Sunday, January 18, 2009
Options for Addressing Our Nation’s Health Care Crisis
by Mike Hall, Jan 15, 2009
This is a series of occasional articles looking at health care reform proposals and initiatives from a wide range of groups and experts. We take a brief look today at two reports, one from a major health care union and the other by a group of CEOs from five large health plans or systems and a drug company president.
The incoming Obama administration is developing a comprehensive plan to address a broad range of health care concerns. The AFL-CIO has not endorsed a specific plan but has established certain principles that any plan should be built around.
Reform must secure high-quality health care for all; lower the costs that are now crushing working families and businesses and share responsibility among employers, government and individuals among other principles. Click here for more information.
To apply those principles to the debate as it is shaping up in Washington these days, the AFL-CIO has developed a list of key issues based upon extensive discussions with national unions since the election. For example, a key issue for unions today is defending the public insurance plan that President-elect Obama is proposing as an alternative to private insurance and that insurance companies and right-wingers have teamed up to try to kill.
━━━━━━
What the exercise asks: Rewrite everything in the health care reform article from "Sunday, January 18, 2009" down to "be built around.", putting "wide-ranging" in place of "comprehensive". Answer from the health care reform article alone.

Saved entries
━━━━━━
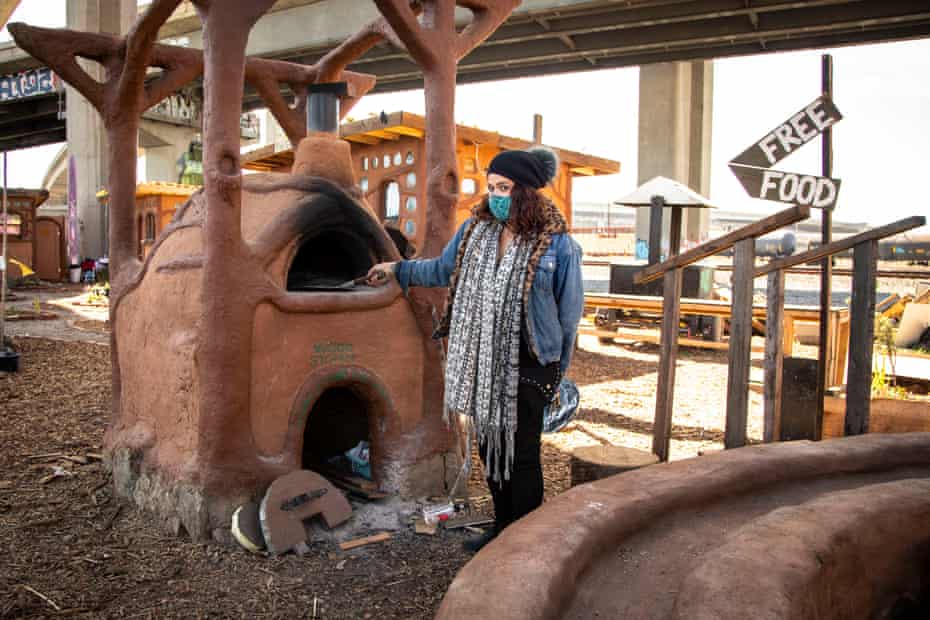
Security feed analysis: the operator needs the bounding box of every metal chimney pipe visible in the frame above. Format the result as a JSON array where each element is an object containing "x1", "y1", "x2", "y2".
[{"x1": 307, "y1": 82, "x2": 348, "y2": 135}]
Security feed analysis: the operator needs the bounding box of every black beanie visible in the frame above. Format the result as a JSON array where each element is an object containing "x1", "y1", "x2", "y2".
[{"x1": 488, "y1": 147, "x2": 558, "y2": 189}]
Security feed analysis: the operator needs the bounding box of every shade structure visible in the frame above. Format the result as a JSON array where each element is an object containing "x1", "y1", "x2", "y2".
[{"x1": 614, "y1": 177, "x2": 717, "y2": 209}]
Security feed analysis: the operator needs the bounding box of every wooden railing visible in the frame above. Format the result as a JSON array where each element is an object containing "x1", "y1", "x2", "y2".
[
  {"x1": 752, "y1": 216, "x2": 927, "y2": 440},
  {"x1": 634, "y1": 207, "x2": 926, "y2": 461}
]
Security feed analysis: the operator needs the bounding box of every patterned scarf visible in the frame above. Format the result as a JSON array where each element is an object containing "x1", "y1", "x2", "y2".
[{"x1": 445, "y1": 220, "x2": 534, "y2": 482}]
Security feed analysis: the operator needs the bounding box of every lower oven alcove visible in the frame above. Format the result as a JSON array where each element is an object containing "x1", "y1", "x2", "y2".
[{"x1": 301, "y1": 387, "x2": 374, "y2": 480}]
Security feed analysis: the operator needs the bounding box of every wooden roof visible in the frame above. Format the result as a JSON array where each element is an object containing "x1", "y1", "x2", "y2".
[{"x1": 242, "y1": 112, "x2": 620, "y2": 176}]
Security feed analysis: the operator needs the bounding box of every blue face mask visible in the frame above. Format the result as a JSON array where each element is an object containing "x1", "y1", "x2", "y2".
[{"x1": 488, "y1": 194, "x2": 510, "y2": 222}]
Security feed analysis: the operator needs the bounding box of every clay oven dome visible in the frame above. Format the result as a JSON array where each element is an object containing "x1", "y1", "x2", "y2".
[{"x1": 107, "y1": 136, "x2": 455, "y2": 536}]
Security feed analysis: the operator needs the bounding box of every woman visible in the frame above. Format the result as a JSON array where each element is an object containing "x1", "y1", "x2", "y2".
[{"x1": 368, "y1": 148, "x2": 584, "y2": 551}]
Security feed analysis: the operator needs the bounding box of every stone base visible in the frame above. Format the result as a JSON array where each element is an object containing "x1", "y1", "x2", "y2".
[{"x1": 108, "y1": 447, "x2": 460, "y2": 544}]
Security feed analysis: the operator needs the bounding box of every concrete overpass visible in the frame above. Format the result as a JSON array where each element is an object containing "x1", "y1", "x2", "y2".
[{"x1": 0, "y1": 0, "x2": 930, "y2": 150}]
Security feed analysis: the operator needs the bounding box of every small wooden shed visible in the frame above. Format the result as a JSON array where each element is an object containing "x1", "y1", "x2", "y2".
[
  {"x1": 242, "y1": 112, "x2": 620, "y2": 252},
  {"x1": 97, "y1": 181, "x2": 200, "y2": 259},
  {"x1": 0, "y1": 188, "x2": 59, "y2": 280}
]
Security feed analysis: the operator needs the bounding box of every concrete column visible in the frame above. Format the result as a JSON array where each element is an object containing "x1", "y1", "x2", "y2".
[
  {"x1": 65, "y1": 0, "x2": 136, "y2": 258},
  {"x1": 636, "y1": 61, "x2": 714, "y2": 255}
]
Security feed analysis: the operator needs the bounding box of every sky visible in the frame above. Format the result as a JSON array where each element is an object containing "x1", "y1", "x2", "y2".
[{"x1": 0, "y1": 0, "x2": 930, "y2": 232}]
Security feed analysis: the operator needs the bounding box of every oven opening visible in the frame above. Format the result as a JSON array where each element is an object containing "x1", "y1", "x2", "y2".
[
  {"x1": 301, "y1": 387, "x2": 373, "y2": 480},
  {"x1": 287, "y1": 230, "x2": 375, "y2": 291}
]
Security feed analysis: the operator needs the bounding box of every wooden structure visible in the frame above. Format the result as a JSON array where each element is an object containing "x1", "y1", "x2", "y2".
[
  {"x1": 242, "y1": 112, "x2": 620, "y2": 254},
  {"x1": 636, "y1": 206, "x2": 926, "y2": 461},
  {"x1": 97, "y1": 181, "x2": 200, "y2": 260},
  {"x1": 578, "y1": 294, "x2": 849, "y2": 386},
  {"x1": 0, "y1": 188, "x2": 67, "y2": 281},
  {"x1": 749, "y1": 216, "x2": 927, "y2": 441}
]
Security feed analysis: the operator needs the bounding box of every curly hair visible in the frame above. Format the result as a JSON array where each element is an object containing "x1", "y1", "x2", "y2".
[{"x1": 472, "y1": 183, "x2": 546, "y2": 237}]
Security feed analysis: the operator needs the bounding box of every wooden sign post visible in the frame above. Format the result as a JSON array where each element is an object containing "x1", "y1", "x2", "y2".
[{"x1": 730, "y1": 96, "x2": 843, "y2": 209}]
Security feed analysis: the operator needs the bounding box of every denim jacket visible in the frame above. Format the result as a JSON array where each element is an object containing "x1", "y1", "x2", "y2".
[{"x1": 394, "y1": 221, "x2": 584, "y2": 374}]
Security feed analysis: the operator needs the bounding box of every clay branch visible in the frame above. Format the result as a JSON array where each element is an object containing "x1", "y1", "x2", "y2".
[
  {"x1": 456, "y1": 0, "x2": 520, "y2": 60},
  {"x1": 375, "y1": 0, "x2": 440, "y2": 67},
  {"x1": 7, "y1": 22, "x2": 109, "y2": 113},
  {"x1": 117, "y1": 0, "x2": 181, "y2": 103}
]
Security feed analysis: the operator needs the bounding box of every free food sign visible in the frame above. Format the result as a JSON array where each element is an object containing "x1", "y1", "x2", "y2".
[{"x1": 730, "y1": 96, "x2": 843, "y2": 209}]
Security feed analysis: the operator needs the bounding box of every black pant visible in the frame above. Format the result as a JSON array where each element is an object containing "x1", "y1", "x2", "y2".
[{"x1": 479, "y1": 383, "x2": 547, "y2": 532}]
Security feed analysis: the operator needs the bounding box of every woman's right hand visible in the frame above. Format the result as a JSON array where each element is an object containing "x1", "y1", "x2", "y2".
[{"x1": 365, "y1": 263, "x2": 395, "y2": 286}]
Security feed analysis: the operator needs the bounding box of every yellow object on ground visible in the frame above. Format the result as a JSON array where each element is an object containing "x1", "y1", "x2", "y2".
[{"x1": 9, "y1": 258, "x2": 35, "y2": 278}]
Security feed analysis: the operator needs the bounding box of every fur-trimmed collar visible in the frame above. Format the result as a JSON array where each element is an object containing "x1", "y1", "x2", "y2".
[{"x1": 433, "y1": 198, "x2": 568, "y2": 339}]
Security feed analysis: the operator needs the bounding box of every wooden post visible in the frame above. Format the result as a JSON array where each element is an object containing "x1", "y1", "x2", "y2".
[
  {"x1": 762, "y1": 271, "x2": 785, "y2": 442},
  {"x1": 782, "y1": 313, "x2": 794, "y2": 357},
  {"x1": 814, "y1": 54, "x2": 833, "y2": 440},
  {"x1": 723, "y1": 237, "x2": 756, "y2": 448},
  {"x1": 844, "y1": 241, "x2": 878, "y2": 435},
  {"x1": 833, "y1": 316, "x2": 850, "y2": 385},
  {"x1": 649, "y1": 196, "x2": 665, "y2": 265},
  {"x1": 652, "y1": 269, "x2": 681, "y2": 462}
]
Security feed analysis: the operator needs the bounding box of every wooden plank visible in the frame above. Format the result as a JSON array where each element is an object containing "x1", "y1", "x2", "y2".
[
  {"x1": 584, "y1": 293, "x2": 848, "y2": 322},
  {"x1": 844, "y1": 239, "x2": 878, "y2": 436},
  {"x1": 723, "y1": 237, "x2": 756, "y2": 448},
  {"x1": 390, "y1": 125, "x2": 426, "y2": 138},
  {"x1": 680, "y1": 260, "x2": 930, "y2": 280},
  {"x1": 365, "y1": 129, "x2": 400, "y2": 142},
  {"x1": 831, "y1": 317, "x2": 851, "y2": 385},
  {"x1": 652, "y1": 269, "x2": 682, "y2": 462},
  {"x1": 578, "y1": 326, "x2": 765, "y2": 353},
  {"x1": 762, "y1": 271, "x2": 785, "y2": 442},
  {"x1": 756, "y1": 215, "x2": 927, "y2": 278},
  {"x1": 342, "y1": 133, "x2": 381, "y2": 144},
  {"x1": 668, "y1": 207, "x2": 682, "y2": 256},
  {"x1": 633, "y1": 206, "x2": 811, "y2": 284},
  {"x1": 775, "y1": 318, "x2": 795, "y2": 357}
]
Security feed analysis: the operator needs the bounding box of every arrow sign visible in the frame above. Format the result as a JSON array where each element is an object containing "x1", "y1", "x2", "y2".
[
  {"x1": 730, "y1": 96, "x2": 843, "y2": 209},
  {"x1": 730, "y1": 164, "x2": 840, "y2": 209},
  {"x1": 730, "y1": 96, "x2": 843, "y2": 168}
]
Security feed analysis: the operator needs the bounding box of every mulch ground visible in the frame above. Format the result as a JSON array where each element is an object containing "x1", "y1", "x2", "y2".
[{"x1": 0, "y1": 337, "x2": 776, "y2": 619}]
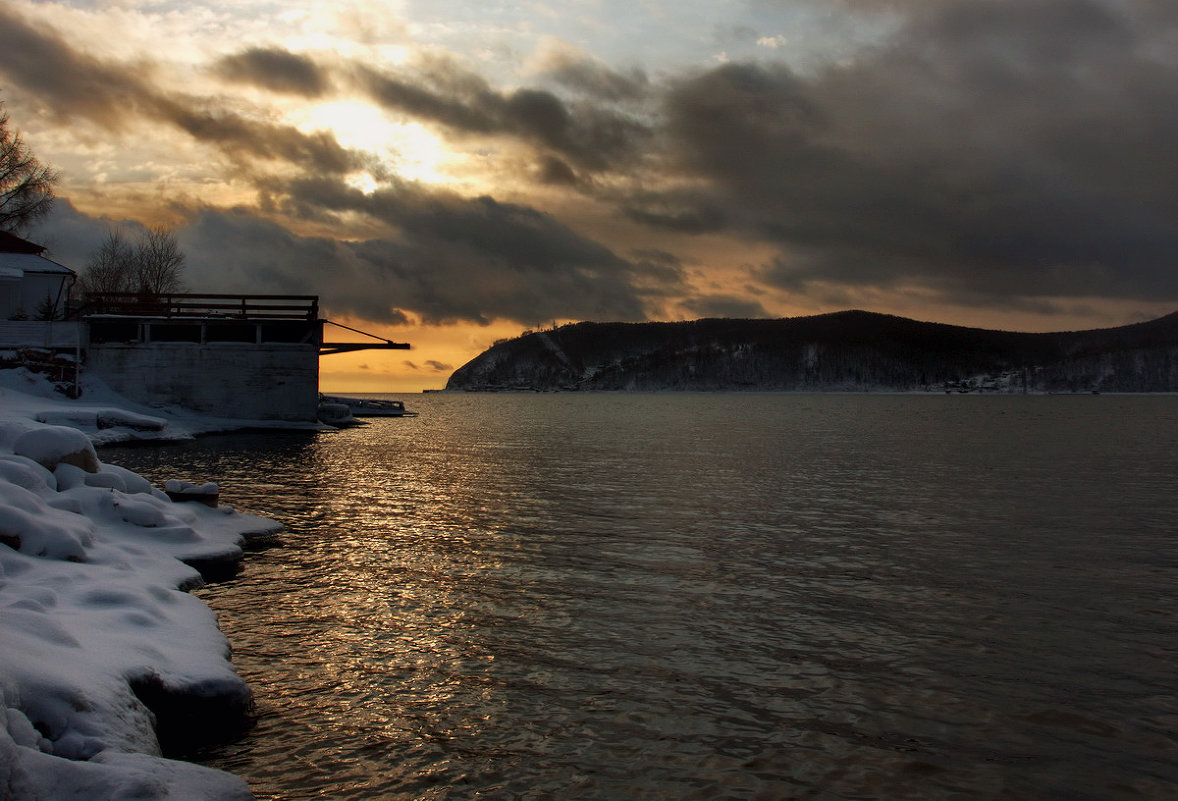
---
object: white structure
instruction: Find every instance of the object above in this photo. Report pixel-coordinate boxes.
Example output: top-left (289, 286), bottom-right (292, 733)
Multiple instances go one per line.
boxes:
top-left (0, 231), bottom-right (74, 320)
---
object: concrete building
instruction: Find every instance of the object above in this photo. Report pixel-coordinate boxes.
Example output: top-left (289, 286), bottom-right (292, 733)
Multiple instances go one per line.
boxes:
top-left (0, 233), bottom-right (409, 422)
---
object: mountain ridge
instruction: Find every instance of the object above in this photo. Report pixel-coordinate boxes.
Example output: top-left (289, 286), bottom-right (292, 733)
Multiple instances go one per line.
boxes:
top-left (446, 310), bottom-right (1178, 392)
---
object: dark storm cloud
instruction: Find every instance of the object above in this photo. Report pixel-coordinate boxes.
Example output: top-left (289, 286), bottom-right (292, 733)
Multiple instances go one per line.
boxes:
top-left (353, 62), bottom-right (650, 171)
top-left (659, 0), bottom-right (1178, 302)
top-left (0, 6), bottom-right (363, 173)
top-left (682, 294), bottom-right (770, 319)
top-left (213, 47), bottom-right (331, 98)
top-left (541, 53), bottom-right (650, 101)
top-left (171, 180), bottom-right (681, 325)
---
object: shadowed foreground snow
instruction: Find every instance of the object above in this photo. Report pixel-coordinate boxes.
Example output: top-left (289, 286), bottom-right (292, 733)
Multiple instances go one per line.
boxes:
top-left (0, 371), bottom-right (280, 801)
━━━━━━
Answer:
Sunday, January 18, 2009
Options for Addressing Our Nation’s Health Care Crisis
by Mike Hall, Jan 15, 2009
This is a series of occasional articles looking at health care reform proposals and initiatives from a wide range of groups and experts. We take a brief look today at two reports, one from a major health care union and the other by a group of CEOs from five large health plans or systems and a drug company president.
The incoming Obama administration is developing a wide-ranging plan to address a broad range of health care concerns. The AFL-CIO has not endorsed a specific plan but has established certain principles that any plan should be built around.